Search the data for the word "digital". Reproduce every line where it is found.

[Recorded data]

++++++

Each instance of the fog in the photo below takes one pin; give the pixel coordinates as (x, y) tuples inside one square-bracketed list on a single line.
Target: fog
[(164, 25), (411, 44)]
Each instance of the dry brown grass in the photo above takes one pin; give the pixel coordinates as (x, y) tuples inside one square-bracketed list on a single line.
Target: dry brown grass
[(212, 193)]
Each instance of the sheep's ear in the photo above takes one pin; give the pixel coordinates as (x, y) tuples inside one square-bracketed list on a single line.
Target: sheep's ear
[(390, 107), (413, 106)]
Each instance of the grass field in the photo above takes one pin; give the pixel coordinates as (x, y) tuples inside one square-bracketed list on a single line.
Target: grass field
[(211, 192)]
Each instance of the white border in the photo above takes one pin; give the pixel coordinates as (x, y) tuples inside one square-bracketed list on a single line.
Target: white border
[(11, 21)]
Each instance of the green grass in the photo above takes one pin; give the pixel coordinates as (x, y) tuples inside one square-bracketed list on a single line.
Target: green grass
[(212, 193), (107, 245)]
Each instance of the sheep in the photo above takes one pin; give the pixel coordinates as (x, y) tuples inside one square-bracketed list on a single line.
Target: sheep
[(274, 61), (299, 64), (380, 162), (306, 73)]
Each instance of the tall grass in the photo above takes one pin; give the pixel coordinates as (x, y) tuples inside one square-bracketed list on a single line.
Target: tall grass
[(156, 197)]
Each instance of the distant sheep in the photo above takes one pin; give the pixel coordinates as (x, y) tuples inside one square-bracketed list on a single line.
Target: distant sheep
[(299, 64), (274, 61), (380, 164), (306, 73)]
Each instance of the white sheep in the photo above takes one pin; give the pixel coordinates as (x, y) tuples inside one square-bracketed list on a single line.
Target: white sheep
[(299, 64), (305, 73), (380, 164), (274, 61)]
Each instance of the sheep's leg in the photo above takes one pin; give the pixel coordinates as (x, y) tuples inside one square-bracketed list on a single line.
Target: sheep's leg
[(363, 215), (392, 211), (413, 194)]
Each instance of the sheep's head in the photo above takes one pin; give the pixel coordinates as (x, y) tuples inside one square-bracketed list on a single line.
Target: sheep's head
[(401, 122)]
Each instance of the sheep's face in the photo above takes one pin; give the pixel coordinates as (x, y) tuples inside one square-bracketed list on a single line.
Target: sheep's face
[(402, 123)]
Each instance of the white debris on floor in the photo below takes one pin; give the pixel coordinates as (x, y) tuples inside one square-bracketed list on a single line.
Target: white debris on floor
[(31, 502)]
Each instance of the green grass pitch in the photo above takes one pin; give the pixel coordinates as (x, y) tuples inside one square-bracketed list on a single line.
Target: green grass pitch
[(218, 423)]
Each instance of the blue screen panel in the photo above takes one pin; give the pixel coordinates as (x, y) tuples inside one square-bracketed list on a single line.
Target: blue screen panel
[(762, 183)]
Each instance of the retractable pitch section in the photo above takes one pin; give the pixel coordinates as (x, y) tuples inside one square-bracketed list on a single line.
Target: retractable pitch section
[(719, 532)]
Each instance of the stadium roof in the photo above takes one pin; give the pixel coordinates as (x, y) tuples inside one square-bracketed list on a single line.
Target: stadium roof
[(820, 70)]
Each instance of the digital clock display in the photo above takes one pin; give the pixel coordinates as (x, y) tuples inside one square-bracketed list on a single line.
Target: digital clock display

++++++

_ANSWER TO THIS PROBLEM_.
Each instance of the digital clock display in the photo above takes one pin; give the pixel coordinates as (x, y) tuples inside one square-bracketed list on a single line.
Target: digital clock display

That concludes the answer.